TEXT SEGMENT: Begin

The so-called “Trump trade” boosted US stock indices and the US dollar at the start of 2025. However, both have since fallen, which I predicted at the start of the year in my list of 10 surprises for 2025.
The first reason for expecting this relapse in US assets was valuations. Both the dollar and US stocks started the year more expensive than usual, valuation extremes that were exacerbated by the “Trump trade” narrative. When there is no competing narrative, investors will continue to favour the “winning” story, in this case, US assets. However, competing themes have now emerged. First, Chinese stocks have outperformed over the last 12 months, and this is diverting attention from the US. Second, Europe’s need to boost defence spending (and Germany’s desire to improve its infrastructure) gives the hope of stronger medium-term growth in Europe, just as the US appears to be faltering.
Next, I was concerned that President Trump would undermine the US economy, the dollar, and US stocks. It seemed to me that using tariffs would be negative for the global economy, especially the US economy. Though many believed the US would be less impacted than Europe or China by a tariff war, I feared that the cumulative damage done to the US by waging battles with a wide range of countries would be significant.

TEXT SEGMENT: End
INFORMATION PROVIDED: Begin

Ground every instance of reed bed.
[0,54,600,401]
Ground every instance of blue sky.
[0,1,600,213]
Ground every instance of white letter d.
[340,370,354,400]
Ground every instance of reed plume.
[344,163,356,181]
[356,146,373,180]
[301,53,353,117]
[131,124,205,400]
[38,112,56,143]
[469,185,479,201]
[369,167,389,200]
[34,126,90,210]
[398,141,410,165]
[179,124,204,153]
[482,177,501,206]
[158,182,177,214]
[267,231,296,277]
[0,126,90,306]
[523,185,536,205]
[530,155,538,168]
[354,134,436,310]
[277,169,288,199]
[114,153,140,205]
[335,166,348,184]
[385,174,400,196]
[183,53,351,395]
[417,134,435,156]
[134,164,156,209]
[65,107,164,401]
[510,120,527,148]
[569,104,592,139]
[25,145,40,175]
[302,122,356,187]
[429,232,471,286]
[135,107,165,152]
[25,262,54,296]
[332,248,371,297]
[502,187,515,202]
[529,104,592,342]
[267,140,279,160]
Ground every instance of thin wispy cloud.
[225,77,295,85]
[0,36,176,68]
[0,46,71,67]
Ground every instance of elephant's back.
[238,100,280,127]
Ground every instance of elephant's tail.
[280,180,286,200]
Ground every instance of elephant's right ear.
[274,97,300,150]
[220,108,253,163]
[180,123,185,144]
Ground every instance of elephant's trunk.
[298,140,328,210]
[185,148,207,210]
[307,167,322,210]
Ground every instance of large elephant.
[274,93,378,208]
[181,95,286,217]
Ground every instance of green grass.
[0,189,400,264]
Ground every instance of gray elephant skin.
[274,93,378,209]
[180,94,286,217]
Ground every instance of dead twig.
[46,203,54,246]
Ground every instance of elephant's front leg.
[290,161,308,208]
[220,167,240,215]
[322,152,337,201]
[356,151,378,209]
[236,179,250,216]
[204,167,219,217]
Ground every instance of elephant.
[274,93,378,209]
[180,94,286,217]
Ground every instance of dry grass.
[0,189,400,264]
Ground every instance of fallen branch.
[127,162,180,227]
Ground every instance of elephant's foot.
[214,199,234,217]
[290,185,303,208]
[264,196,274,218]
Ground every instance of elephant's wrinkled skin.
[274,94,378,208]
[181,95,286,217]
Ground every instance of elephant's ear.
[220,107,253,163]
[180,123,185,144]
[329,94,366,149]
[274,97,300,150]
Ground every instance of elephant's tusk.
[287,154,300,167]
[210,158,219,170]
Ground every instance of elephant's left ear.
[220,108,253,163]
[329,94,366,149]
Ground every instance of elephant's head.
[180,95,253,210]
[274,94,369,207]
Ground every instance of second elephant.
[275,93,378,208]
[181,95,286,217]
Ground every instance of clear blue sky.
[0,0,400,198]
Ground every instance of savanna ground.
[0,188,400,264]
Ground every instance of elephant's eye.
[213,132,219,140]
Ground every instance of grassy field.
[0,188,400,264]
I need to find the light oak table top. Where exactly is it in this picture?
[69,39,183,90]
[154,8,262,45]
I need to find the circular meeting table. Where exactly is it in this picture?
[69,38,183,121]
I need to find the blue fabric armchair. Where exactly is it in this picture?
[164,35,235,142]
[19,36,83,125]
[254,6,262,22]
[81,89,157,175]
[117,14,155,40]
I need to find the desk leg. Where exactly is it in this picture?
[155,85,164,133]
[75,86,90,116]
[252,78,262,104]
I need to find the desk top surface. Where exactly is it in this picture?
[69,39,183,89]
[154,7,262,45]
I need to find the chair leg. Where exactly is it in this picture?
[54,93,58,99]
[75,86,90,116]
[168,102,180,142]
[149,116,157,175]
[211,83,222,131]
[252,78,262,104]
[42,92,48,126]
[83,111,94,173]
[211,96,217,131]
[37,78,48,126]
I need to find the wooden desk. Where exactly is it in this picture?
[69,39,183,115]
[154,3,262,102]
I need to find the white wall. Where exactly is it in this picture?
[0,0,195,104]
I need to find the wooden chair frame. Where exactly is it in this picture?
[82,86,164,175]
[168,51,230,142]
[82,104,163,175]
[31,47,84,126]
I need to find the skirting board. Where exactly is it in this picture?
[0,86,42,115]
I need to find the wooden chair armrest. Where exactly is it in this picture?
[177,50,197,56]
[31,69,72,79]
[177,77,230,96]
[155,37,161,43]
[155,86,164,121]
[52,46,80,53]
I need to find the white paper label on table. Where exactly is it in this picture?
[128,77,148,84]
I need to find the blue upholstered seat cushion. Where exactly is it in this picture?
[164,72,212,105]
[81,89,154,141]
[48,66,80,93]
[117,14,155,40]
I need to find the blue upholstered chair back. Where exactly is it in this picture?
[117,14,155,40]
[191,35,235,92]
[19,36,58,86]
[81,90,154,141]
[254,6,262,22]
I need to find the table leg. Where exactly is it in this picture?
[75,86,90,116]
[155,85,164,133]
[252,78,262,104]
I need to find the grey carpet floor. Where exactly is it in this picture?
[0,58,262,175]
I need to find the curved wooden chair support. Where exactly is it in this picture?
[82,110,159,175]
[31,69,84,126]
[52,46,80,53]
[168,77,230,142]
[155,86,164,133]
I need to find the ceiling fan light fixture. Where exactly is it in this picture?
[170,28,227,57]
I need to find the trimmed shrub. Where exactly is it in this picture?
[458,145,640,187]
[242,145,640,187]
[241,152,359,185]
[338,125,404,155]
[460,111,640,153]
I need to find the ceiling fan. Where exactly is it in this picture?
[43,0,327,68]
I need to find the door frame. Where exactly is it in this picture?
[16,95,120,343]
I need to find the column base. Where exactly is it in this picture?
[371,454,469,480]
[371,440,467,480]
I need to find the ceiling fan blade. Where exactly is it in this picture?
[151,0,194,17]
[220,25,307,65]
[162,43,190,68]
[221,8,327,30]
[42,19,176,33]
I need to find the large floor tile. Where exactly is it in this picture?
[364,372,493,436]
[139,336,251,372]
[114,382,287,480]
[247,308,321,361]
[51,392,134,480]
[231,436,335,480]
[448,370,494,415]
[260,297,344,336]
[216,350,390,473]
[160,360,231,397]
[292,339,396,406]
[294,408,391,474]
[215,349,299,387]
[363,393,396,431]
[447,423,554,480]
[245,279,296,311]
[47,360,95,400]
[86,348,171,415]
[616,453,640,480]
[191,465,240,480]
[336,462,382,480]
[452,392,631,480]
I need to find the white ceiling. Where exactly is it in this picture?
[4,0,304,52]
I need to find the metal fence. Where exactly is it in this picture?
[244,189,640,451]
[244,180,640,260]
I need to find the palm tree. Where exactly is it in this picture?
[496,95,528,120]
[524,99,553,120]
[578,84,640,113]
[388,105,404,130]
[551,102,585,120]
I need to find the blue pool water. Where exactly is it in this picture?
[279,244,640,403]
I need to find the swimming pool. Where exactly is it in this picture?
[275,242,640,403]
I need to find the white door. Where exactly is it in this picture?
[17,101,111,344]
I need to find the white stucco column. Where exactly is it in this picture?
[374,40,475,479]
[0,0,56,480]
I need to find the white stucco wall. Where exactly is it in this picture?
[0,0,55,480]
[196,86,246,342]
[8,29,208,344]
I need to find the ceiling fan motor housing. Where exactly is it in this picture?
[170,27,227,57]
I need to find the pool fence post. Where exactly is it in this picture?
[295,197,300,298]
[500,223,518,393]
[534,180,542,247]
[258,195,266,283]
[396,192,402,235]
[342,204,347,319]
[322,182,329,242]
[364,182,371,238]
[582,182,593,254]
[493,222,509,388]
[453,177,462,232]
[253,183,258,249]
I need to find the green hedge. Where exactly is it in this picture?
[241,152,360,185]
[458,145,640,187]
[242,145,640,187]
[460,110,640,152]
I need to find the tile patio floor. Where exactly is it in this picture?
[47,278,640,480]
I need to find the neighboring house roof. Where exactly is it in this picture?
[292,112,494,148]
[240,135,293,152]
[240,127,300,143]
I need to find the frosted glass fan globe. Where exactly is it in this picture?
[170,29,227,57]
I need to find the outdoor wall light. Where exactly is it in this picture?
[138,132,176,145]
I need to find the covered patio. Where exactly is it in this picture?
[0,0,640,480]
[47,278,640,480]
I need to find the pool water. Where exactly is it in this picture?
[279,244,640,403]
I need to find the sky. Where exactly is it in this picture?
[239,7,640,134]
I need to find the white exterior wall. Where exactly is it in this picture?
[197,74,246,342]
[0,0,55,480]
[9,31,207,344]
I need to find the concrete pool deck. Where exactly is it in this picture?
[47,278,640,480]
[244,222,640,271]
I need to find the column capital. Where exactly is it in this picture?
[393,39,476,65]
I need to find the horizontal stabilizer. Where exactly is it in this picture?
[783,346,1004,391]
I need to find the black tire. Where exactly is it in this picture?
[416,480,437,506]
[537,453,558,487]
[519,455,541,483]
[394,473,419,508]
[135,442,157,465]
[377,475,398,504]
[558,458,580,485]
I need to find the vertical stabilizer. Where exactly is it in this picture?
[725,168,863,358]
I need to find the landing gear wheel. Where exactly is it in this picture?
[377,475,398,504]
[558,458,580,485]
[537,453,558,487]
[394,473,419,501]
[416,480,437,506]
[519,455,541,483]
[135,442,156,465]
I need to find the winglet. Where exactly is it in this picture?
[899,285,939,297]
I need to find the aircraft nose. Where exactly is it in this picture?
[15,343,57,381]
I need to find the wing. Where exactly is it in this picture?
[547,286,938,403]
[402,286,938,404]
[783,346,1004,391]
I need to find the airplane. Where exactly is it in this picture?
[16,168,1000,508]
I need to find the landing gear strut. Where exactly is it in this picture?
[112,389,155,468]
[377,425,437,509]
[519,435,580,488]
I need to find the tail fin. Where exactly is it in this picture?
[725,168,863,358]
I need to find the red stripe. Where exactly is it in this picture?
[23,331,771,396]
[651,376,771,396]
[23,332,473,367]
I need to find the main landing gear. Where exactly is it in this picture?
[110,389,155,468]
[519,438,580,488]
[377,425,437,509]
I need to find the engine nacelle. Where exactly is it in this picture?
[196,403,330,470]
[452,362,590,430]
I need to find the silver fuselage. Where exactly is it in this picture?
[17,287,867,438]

INFORMATION PROVIDED: End

USING THE INFORMATION:
1) In the commentary on the "Trump trade," which country's stocks have outperformed over the last 12 months?
2) Retype the part of the commentary on the "Trump trade" starting with "Next, I was" and going on through "would be significant.".

SOLVED TASKS:
1) Chinese stocks.

2)
Next, I was concerned that President Trump would undermine the US economy, the dollar, and US stocks. It seemed to me that using tariffs would be negative for the global economy, especially the US economy. Though many believed the US would be less impacted than Europe or China by a tariff war, I feared that the cumulative damage done to the US by waging battles with a wide range of countries would be significant.